#### Pointing and labeling entries:
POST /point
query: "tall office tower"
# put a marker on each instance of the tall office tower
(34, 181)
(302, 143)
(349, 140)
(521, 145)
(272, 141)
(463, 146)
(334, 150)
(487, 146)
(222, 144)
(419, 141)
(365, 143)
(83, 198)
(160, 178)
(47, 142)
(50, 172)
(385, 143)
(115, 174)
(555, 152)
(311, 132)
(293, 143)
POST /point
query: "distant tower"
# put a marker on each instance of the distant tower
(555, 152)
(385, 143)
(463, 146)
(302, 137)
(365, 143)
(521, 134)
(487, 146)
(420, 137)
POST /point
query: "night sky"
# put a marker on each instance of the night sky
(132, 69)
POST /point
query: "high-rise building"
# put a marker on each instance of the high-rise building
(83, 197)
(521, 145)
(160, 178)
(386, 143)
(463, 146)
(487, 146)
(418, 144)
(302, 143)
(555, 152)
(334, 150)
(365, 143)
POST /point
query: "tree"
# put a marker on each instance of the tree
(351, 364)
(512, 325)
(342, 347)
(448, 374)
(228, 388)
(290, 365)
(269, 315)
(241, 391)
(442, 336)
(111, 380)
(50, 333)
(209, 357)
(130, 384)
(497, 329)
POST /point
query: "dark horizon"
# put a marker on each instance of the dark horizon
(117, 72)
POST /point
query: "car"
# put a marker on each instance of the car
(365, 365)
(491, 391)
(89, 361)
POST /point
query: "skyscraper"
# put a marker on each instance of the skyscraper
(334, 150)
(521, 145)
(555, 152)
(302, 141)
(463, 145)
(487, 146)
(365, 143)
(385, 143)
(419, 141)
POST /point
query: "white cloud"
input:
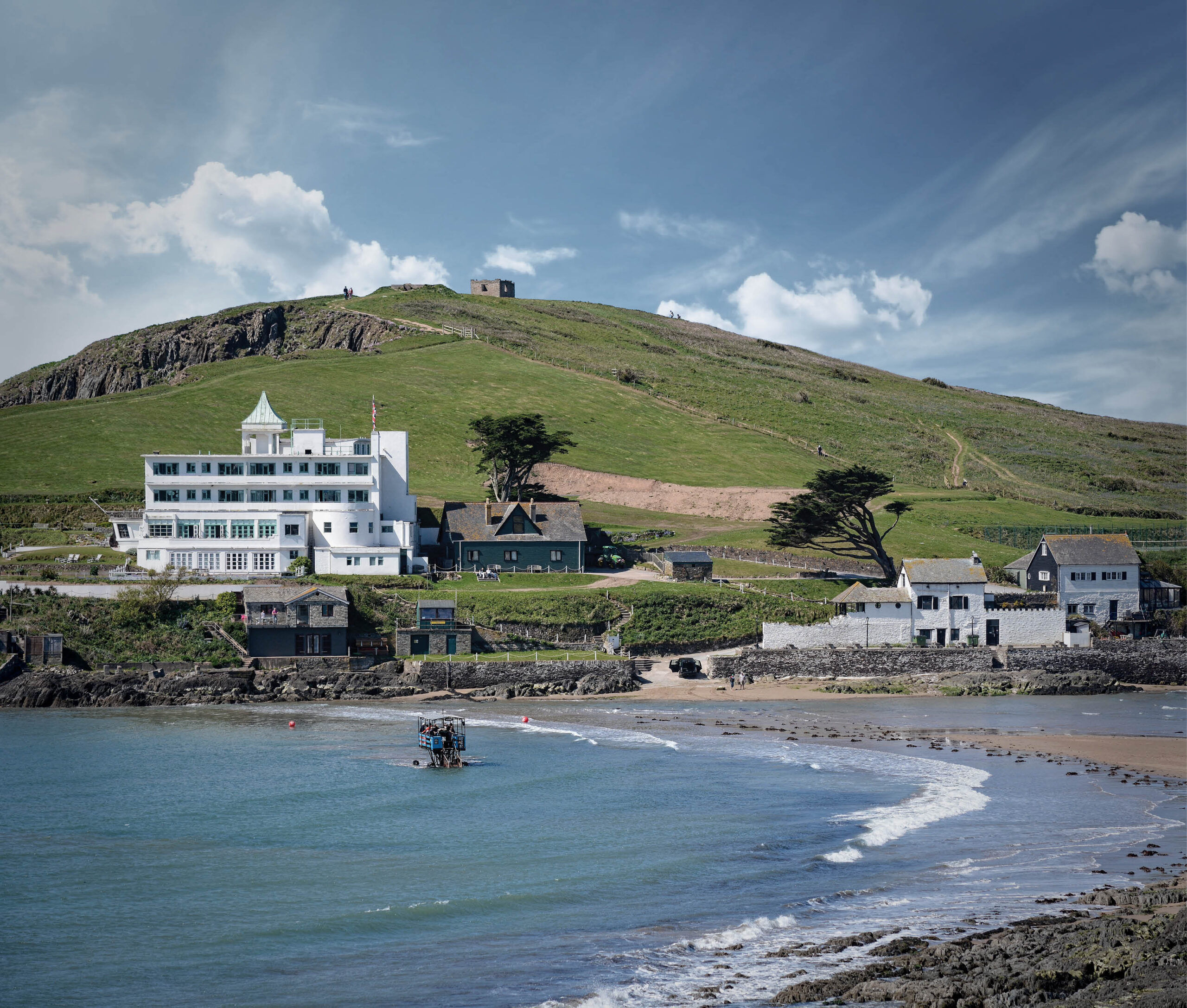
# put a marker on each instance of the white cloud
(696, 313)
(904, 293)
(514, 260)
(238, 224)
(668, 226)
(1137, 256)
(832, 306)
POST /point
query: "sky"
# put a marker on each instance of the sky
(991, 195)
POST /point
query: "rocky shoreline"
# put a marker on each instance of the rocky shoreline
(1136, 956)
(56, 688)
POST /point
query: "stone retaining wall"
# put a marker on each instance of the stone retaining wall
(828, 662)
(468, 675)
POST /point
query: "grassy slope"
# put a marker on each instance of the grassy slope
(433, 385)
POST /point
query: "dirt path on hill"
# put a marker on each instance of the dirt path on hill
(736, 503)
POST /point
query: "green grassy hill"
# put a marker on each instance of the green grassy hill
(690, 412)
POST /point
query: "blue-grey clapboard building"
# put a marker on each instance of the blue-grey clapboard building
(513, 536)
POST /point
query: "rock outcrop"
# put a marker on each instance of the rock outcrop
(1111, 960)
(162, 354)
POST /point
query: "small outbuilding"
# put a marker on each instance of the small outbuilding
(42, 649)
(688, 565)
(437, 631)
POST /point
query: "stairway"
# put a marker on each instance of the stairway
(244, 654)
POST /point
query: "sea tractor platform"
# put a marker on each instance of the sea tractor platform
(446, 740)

--

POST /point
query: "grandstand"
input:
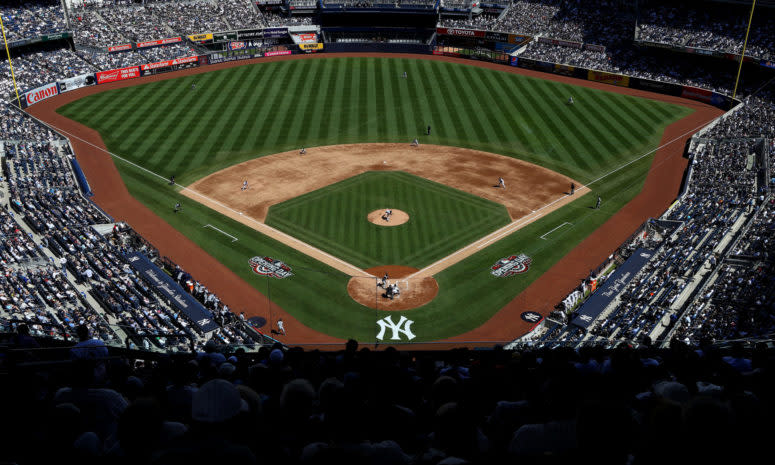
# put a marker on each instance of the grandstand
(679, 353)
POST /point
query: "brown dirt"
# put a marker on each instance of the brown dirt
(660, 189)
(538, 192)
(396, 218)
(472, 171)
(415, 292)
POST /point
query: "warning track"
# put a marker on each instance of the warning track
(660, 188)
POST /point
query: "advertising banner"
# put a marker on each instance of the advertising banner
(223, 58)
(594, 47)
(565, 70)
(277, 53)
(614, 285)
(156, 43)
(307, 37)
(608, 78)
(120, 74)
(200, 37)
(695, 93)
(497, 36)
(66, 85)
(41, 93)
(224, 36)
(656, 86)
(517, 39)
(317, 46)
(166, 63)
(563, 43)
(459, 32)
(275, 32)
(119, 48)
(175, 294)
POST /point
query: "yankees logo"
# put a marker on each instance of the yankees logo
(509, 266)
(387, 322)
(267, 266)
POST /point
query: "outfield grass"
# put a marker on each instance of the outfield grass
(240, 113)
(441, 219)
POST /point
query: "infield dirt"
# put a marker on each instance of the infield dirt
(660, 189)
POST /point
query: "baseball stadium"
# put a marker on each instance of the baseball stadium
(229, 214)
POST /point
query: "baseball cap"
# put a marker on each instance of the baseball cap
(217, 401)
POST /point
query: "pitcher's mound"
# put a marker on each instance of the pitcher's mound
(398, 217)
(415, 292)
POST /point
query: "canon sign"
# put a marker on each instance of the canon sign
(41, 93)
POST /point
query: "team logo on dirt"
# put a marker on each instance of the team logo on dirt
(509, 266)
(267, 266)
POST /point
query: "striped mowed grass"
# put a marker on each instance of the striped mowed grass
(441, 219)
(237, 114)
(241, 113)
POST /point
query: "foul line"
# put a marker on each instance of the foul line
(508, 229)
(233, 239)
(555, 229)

#### YOUR TASK:
Pick out each line in the rows above that contains the string "track", and copy those lines.

#### REPLY:
query: "warning track"
# put a marker on each instance of the warning track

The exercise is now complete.